Copy the material below line for line, with no changes. Leave the pictures out of your copy.
# SUPPLIED RECORDS start
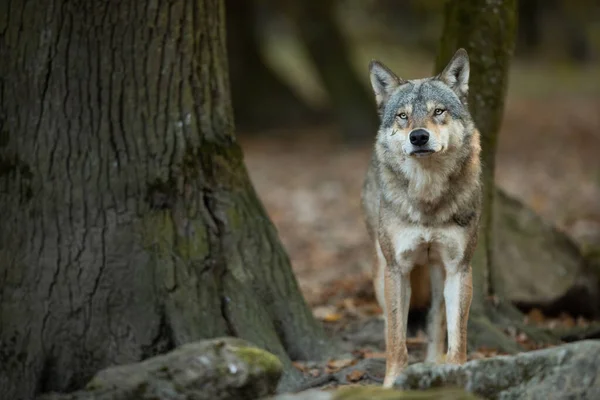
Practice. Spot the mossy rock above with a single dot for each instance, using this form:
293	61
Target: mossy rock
563	372
538	265
219	369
# SUPPLIED RECORDS end
◆ RESPONSE TO THIS TASK:
Practice. Spot the mossy rock above with a single dot for each instance, using this form:
293	61
Target: mossy rock
563	372
538	265
219	369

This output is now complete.